=== PETIKAN YANG DIBERIKAN ===
Ditulis pada 06 Oktober 2017
Oleh : Wima Brahmantya
“Saya berterima kasih kepada semua, dan terutama kepada para petani”.
Itu jawaban dari Hiroshi Ueda, pemuda asal Jepang yang sekarang lagi magang di Keboen Kopi Karanganjar ketika saya bertanya kenapa dia “menyembah” makanan di depannya.
“Apakah semua orang Jepang melakukannya, apa pun agama dia?” saya bertanya lagi.
Ya, kebanyakan orang Jepang melakukannya, apa pun agamanya, tidak terkecuali yang atheis. Hiroshi sendiri mengatakan “agamanya tidak jelas”
Saya kira ini sebuah tradisi yang mulia. “Berterima kasih kepada para petani” menunjukkan seberapa besar rasa hormat bangsa tsb kepada para petani.
=== INFORMASI YANG DIBERIKAN ===
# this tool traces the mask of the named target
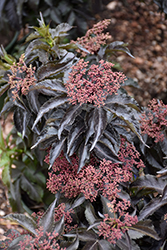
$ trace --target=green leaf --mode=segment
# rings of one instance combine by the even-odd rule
===
Salin kembali bagian teks tentang tradisi berterima kasih kepada petani, mulai dari "Itu jawaban dari" hingga dan termasuk "kepada para petani.". Ganti "petani" dengan "pekebun".

* _HASIL LATIHAN_
Itu jawaban dari Hiroshi Ueda, pemuda asal Jepang yang sekarang lagi magang di Keboen Kopi Karanganjar ketika saya bertanya kenapa dia “menyembah” makanan di depannya.
“Apakah semua orang Jepang melakukannya, apa pun agama dia?” saya bertanya lagi.
Ya, kebanyakan orang Jepang melakukannya, apa pun agamanya, tidak terkecuali yang atheis. Hiroshi sendiri mengatakan “agamanya tidak jelas”
Saya kira ini sebuah tradisi yang mulia. “Berterima kasih kepada para pekebun” menunjukkan seberapa besar rasa hormat bangsa tsb kepada para pekebun.